#### The exercise
Recast the rows from the first line through the line containing "14 26 L 13 26" as a JSON list of strings, one string per line, with blank lines left out. Omit the picture placeholder from the list.

#### Records provided
****************************************

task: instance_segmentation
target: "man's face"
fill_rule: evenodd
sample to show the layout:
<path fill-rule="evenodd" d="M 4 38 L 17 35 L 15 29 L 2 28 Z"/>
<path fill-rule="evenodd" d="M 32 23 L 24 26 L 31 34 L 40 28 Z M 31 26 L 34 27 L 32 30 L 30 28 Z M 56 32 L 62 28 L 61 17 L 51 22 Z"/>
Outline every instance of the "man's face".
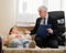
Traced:
<path fill-rule="evenodd" d="M 45 18 L 46 17 L 46 11 L 40 10 L 38 14 L 40 14 L 41 18 Z"/>

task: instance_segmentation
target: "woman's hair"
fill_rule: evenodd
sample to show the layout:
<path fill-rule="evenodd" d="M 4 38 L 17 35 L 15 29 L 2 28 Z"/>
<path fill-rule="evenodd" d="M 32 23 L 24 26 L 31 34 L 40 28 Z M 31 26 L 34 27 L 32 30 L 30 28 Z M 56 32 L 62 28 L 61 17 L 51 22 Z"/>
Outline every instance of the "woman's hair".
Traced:
<path fill-rule="evenodd" d="M 14 26 L 13 26 L 13 28 L 14 28 Z M 9 31 L 9 35 L 11 34 L 13 28 L 10 29 L 10 31 Z"/>

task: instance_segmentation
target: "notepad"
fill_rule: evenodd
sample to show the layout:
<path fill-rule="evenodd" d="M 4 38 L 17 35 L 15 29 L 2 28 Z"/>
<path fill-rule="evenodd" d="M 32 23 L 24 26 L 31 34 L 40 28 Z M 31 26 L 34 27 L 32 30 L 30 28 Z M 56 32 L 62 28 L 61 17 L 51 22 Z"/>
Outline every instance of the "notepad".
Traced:
<path fill-rule="evenodd" d="M 52 24 L 47 24 L 47 25 L 41 24 L 37 29 L 36 35 L 46 36 L 48 33 L 46 29 L 50 28 L 52 28 Z"/>

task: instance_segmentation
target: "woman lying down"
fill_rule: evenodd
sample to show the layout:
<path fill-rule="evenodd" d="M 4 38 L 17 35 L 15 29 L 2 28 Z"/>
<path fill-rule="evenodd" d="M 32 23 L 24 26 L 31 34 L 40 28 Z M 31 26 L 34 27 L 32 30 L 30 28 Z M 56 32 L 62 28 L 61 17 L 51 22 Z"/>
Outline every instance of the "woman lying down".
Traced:
<path fill-rule="evenodd" d="M 9 31 L 9 35 L 3 40 L 3 45 L 8 47 L 29 47 L 31 43 L 31 35 L 28 35 L 26 39 L 24 35 L 19 34 L 16 26 L 13 26 Z"/>

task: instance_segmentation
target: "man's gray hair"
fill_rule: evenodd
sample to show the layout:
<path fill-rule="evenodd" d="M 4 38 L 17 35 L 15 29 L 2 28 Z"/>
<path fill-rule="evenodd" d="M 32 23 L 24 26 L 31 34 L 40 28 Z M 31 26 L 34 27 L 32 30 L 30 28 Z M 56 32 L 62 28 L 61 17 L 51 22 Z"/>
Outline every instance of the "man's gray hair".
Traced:
<path fill-rule="evenodd" d="M 45 6 L 41 6 L 41 7 L 38 8 L 38 11 L 41 11 L 41 10 L 47 11 L 47 8 L 46 8 Z"/>

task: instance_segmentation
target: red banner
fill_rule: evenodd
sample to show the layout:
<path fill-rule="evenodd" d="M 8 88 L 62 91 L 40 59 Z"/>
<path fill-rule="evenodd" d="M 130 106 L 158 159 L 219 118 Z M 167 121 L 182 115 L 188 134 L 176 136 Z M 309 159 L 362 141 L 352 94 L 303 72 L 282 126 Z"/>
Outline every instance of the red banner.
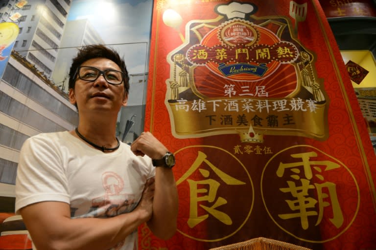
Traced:
<path fill-rule="evenodd" d="M 145 130 L 177 158 L 178 231 L 376 248 L 376 158 L 318 1 L 156 0 Z"/>

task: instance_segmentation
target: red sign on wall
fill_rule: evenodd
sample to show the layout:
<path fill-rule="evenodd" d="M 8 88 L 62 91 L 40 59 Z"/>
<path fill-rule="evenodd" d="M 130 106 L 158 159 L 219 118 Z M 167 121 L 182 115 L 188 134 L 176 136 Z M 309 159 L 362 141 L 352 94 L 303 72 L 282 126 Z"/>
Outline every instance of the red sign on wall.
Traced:
<path fill-rule="evenodd" d="M 373 0 L 319 0 L 327 18 L 346 17 L 376 17 Z"/>

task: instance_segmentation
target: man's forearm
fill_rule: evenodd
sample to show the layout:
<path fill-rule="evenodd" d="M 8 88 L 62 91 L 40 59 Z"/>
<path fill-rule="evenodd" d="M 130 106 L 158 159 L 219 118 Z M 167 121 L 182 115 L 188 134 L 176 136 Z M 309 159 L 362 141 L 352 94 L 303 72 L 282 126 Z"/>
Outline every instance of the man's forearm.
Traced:
<path fill-rule="evenodd" d="M 21 211 L 38 250 L 108 249 L 123 240 L 148 219 L 142 211 L 138 210 L 103 219 L 49 216 L 48 211 L 45 209 L 51 208 L 50 204 L 47 206 L 26 207 Z M 39 214 L 30 208 L 38 209 Z M 40 214 L 44 215 L 43 218 Z"/>
<path fill-rule="evenodd" d="M 153 216 L 147 223 L 155 236 L 167 239 L 173 235 L 176 230 L 178 207 L 177 190 L 172 171 L 157 167 Z"/>

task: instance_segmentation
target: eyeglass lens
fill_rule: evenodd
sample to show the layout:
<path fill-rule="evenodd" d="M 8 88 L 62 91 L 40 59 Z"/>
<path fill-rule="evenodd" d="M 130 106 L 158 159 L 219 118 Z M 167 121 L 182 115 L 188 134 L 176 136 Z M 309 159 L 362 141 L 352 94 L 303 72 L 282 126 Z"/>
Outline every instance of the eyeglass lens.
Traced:
<path fill-rule="evenodd" d="M 82 66 L 79 68 L 78 77 L 82 80 L 90 82 L 95 81 L 101 74 L 109 83 L 120 84 L 123 81 L 122 72 L 112 69 L 100 70 L 96 68 Z"/>

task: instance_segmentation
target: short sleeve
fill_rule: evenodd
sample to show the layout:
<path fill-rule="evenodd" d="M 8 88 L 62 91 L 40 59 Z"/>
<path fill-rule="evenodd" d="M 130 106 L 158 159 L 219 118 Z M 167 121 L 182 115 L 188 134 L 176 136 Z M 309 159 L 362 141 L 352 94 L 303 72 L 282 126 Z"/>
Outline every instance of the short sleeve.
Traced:
<path fill-rule="evenodd" d="M 16 179 L 16 213 L 43 201 L 70 203 L 68 182 L 57 137 L 40 134 L 26 140 L 20 153 Z"/>

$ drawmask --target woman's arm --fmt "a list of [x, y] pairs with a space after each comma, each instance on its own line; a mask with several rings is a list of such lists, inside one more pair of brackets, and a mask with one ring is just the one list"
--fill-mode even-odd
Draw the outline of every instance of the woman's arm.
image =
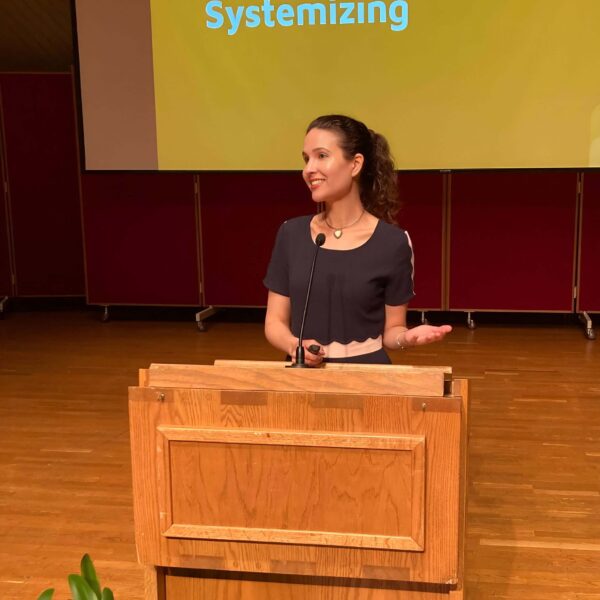
[[[289, 354], [292, 360], [296, 356], [298, 338], [290, 330], [292, 307], [290, 299], [269, 290], [267, 300], [267, 316], [265, 318], [265, 337], [269, 343], [282, 352]], [[316, 367], [323, 362], [323, 351], [317, 355], [308, 350], [308, 346], [317, 344], [316, 340], [303, 340], [305, 348], [304, 360], [309, 367]]]
[[450, 325], [419, 325], [408, 329], [406, 327], [406, 310], [408, 304], [400, 306], [385, 305], [385, 326], [383, 330], [383, 345], [389, 350], [423, 346], [439, 342], [447, 333], [452, 331]]

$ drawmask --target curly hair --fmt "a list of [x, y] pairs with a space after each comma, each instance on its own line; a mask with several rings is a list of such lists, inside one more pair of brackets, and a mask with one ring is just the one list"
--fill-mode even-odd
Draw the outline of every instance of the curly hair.
[[327, 129], [337, 134], [344, 156], [350, 160], [356, 154], [364, 156], [358, 186], [365, 210], [388, 223], [396, 222], [400, 207], [398, 180], [390, 146], [381, 134], [369, 129], [361, 121], [345, 115], [317, 117], [307, 127]]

****************************************

#### Task solution
[
  "task: instance_segmentation",
  "target: \"man's face\"",
  "fill_rule: evenodd",
  "sample to show the layout:",
  "<path fill-rule=\"evenodd\" d=\"M 4 38 L 17 35 L 15 29 L 2 28 Z\"/>",
  "<path fill-rule=\"evenodd\" d=\"M 32 23 L 24 26 L 31 34 L 40 28 Z M 31 26 L 34 27 L 32 30 L 30 28 Z M 56 32 L 62 28 L 61 17 L 51 22 Z\"/>",
  "Outline every instance of the \"man's face\".",
  "Traced:",
  "<path fill-rule=\"evenodd\" d=\"M 45 18 L 46 17 L 46 11 L 40 10 L 38 14 L 40 14 L 41 18 Z\"/>",
  "task: instance_segmentation",
  "target: \"woman's hair\"",
  "fill_rule: evenodd",
  "sample to show the layout:",
  "<path fill-rule=\"evenodd\" d=\"M 4 38 L 17 35 L 15 29 L 2 28 Z\"/>",
  "<path fill-rule=\"evenodd\" d=\"M 32 23 L 24 26 L 31 34 L 40 28 Z M 31 26 L 34 27 L 32 30 L 30 28 Z M 56 32 L 62 28 L 61 17 L 51 22 Z\"/>",
  "Outline every instance of the \"woman's hair\".",
  "Traced:",
  "<path fill-rule=\"evenodd\" d=\"M 14 26 L 13 26 L 13 28 L 14 28 Z M 9 31 L 9 35 L 11 34 L 13 28 L 10 29 L 10 31 Z\"/>"
]